Objective -> Please reproduce every one of the rows below word for word.

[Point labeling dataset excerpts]
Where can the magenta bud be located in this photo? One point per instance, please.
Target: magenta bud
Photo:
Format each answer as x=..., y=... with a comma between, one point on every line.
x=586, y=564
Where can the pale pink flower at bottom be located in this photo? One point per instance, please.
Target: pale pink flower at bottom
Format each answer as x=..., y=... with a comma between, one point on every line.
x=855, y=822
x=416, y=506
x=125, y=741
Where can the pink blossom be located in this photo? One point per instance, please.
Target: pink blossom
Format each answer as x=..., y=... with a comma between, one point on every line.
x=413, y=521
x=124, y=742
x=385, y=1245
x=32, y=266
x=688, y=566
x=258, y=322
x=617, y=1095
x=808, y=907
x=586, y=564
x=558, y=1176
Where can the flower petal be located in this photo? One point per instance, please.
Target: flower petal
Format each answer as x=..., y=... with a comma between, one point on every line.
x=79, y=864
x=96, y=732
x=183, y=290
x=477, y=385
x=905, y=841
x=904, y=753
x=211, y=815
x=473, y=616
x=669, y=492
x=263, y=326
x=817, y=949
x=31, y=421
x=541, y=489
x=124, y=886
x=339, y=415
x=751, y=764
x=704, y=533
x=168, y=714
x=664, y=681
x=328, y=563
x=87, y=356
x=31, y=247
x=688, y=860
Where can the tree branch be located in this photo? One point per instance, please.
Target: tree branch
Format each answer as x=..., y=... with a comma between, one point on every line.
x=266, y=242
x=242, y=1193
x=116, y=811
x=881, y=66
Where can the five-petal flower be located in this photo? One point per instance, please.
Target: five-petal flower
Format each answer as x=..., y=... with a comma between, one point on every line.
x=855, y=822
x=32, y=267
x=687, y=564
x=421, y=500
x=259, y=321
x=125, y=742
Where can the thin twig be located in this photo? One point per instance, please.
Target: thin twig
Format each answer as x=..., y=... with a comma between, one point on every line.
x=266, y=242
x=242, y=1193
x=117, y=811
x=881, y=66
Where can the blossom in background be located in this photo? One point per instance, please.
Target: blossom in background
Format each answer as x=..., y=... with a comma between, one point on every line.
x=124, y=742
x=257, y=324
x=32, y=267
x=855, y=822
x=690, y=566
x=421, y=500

Worked solution ->
Where can the magenta bud be located in this photo? One point per instance, please.
Target: magenta bud
Photo:
Format each answer as x=..., y=... with a comma between, one point on every line.
x=586, y=564
Where can the pale pink flower at bottom be located in this photo? One point per instance, please.
Target: pale pink flower at bottom
Format each answer as x=..., y=... with a comma between, one point on every line.
x=855, y=822
x=416, y=506
x=125, y=741
Where can the pink blossom be located in this photo? One point per instance, please.
Target: pink blossom
Format each answer as x=..., y=... with a comma between, one point on every line.
x=413, y=521
x=124, y=742
x=385, y=1245
x=32, y=266
x=688, y=566
x=258, y=322
x=617, y=1095
x=808, y=907
x=586, y=564
x=558, y=1176
Where can the flower petal be located in this photo? One point per instance, please.
Target: flower petal
Format each answer as x=..., y=... with a comma between, one point on every line.
x=79, y=864
x=96, y=732
x=183, y=290
x=477, y=385
x=905, y=841
x=904, y=753
x=211, y=815
x=473, y=616
x=669, y=492
x=263, y=326
x=817, y=949
x=31, y=421
x=541, y=489
x=124, y=886
x=339, y=415
x=751, y=764
x=704, y=533
x=168, y=714
x=664, y=681
x=328, y=563
x=87, y=356
x=31, y=247
x=688, y=860
Where can the tree branch be located in this photo? One point per instance, please.
Target: tree branch
Format each answer as x=..., y=... with a comma between, one point on every line.
x=266, y=242
x=242, y=1193
x=116, y=811
x=881, y=66
Where can the five-petal flower be located in this photo? One point per instance, please.
Target: five-petal flower
Format each answer as x=..., y=... with a comma between, one point on every line.
x=855, y=822
x=32, y=267
x=687, y=564
x=421, y=500
x=259, y=321
x=125, y=742
Where can the thin twig be located in this photo? One point per instance, please.
Target: thin twig
Format each answer as x=..., y=... with a comma between, one point on every line.
x=266, y=242
x=242, y=1193
x=117, y=811
x=881, y=66
Where can the blossom in background be located in this photo? One point per instance, please.
Target: blossom in background
Format each answer as x=..., y=... with a comma between, one point on every line.
x=124, y=742
x=257, y=324
x=32, y=267
x=855, y=822
x=690, y=566
x=421, y=500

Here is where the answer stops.